* _Data to process_
%%
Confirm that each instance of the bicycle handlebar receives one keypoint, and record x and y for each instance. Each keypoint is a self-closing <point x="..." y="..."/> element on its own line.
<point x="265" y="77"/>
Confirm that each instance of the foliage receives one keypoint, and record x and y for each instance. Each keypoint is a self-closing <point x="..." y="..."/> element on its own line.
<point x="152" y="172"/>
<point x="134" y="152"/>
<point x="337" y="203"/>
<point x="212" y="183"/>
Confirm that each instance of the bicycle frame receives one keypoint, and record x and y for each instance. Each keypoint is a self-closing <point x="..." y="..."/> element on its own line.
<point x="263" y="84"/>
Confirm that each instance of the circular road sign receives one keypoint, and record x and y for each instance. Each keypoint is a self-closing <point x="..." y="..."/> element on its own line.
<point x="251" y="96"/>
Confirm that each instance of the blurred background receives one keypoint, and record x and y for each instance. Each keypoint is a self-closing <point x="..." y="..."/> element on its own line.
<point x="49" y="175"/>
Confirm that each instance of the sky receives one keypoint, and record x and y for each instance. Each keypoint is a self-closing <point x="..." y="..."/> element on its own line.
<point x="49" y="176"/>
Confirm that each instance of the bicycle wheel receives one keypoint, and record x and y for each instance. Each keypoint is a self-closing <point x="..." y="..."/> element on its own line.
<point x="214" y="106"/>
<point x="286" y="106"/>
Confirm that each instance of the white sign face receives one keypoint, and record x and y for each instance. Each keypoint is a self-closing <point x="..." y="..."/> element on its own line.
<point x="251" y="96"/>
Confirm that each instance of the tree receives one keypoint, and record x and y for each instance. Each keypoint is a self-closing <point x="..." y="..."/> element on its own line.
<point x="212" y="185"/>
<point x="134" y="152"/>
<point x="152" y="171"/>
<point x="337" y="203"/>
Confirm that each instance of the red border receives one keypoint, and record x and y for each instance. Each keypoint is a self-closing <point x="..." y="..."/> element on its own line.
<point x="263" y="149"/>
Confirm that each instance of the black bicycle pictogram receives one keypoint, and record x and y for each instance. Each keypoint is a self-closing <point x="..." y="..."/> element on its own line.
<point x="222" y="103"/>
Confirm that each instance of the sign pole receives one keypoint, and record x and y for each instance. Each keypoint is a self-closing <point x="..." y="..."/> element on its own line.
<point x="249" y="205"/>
%%
Your answer must be the line holding "Confirm that each instance of the red" plus every later line to the end of the records, copied exactly.

* _Solution_
Confirm that each instance of the red border receives one keypoint, and record x and y for each instance. Each keypoint is a self-closing <point x="..." y="..."/> element on its own line.
<point x="263" y="149"/>
Confirm that each instance of the black bicycle pictogram receives one keypoint, and record x and y for each instance. Each keypoint is a self-closing <point x="..." y="..."/> element on its own line.
<point x="222" y="103"/>
Confirm that each instance of the sign pole receives one keypoint, and record x and y for each instance. Each keypoint is a self-closing <point x="..." y="..."/> element on its own line.
<point x="249" y="205"/>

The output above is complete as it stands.